* WHAT IS EXPECTED
Extract the data exactly, missing nothing.

* MATERIAL PROVIDED
#####

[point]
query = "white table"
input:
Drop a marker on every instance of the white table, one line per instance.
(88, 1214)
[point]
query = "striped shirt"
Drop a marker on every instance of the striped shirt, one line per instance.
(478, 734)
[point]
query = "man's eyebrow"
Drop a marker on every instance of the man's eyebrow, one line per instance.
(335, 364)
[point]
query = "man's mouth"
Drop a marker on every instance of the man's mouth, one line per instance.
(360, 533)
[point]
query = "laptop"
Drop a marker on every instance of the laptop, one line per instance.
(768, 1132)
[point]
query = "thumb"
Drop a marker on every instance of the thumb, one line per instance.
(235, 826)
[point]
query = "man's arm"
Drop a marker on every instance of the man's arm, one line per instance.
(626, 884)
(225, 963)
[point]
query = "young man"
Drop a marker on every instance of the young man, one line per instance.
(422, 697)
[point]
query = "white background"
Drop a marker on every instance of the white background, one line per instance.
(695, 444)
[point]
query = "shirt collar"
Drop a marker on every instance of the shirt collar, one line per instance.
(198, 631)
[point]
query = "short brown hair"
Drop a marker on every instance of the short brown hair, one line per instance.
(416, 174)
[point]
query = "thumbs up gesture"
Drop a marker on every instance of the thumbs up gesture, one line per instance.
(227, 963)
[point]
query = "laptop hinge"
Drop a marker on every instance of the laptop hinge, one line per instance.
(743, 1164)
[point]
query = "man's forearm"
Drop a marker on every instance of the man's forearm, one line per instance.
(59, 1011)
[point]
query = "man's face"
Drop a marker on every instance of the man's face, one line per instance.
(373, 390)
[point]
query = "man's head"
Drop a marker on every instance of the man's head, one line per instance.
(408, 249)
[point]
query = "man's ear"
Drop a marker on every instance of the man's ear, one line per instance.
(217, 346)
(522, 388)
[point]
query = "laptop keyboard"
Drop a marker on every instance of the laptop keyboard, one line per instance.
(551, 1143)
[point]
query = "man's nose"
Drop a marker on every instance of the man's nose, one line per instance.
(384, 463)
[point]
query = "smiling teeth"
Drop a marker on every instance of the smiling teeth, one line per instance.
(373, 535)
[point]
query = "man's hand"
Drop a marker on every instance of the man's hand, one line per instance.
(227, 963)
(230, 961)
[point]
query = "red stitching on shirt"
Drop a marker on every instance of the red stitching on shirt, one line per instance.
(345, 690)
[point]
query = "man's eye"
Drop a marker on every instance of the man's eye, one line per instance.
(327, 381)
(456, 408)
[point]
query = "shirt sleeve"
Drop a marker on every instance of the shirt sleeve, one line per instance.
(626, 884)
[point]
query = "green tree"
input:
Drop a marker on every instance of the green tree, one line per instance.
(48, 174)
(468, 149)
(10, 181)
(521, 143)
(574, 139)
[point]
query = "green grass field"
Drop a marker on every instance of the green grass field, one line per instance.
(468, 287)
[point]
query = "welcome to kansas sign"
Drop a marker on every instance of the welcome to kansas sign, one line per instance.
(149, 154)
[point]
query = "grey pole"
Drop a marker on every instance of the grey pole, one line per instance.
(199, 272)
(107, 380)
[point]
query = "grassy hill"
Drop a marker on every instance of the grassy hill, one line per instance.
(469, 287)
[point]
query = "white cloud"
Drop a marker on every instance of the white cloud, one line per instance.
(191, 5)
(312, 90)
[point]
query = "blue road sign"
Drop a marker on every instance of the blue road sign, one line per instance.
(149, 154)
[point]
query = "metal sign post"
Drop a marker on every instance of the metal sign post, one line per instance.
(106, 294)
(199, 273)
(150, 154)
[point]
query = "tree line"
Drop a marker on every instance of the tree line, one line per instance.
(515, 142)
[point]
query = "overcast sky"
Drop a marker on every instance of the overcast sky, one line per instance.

#####

* COMPLETED TASK
[point]
query = "white table"
input:
Drop a marker on every instance of the white table, one line per instance.
(88, 1214)
[point]
query = "striped shirt"
Drop a marker on every instance of the striped shirt, one line per instance.
(478, 734)
[point]
query = "man's eyebrow"
Drop a marker on every instance of the man's eyebrow, one line per instance.
(335, 364)
[point]
query = "man's mouth"
Drop a marker on every instance of the man's mouth, one line per instance.
(360, 533)
[point]
query = "laptop"
Drop a marker on every instance of the laptop, one line per instance.
(768, 1132)
[point]
query = "thumb"
Drop a marker on every instance of the thumb, one line per instance.
(235, 826)
[point]
query = "man's arm"
Drop a marker on every instance of the man's arm, one line per instance.
(626, 884)
(225, 963)
[point]
query = "young man"
Drop a marker on every instance of the young man, one line per instance.
(422, 697)
[point]
query = "white background"
Drop a marker on every instance of the white background, one line per instance.
(695, 444)
[point]
query = "shirt collar"
Drop a marker on every instance of the shirt collar, one line per instance.
(198, 631)
[point]
query = "short brown hair"
Drop a marker on every instance of the short brown hair, one line per instance.
(416, 174)
[point]
query = "thumbs up gesture"
Drop a marker on every instance of the thumbs up gesture, one line per instance.
(227, 963)
[point]
query = "laptop hinge"
Drop a marker on every instance of the laptop hinge, one line per instance.
(743, 1164)
[point]
query = "man's forearm"
Drop a marker on every instance of the man's forearm, one line per instance.
(59, 1011)
[point]
query = "man's face"
Drop a marker on every instance of the man's face, one line per instance.
(373, 390)
[point]
query = "man's head"
Drop a marker on every instance of the man's head, one line per instance.
(408, 249)
[point]
query = "man's ear"
Drop a marker on every instance of the man's ear, one line per instance.
(217, 346)
(522, 388)
[point]
query = "laptop keyboard"
Drop a marker on every instance of the laptop keyboard, one line per instance.
(551, 1143)
[point]
query = "man's nose"
Drop a marker on every instance of the man's nose, one line per instance.
(384, 463)
[point]
query = "smiling teeth"
Drop a marker on every instance of the smiling teeth, one line per instance.
(373, 535)
[point]
query = "man's hand"
Drop a marker on every instance of the man's hand, one line per instance.
(227, 963)
(230, 961)
[point]
query = "red stitching on shirt"
Drop a marker on every instance of the red stitching on shirt, one line per instance.
(345, 690)
[point]
query = "man's eye"
Drop a marker on every instance of the man's eye, one line per instance.
(327, 381)
(456, 408)
[point]
query = "shirt sleeve"
Drop a marker on every instance of the shirt sleeve, one line per instance.
(626, 884)
[point]
query = "green tree"
input:
Drop a marker on every instance of the green tree, one line per instance.
(48, 174)
(468, 149)
(10, 181)
(521, 143)
(574, 139)
[point]
query = "green grass field"
Drop a marker on every instance of the green grass field, one line per instance.
(468, 287)
[point]
query = "welcome to kansas sign"
Drop a marker on every instance of the welcome to kansas sign, one line per instance.
(149, 154)
[point]
query = "grey pole"
Drop a marker on every instance of the grey pole, one line per instance.
(199, 272)
(107, 380)
[point]
query = "grassy hill"
Drop a marker on every instance of the grassy hill, one line per instance.
(469, 287)
[point]
query = "white cloud"
Drop a marker on every instance of the white cloud, one line per instance.
(191, 5)
(312, 90)
[point]
query = "blue road sign"
Drop a marker on every instance of the blue road sign, one line per instance.
(149, 154)
[point]
query = "metal sign post"
Drop a marker on every instance of the metal sign post, one line per instance.
(106, 294)
(199, 273)
(150, 154)
[point]
query = "tree line"
Drop a marker on every instance of the tree line, one line per instance.
(515, 142)
[point]
query = "overcast sky"
Drop a marker on every instance of the overcast sky, one line per instance.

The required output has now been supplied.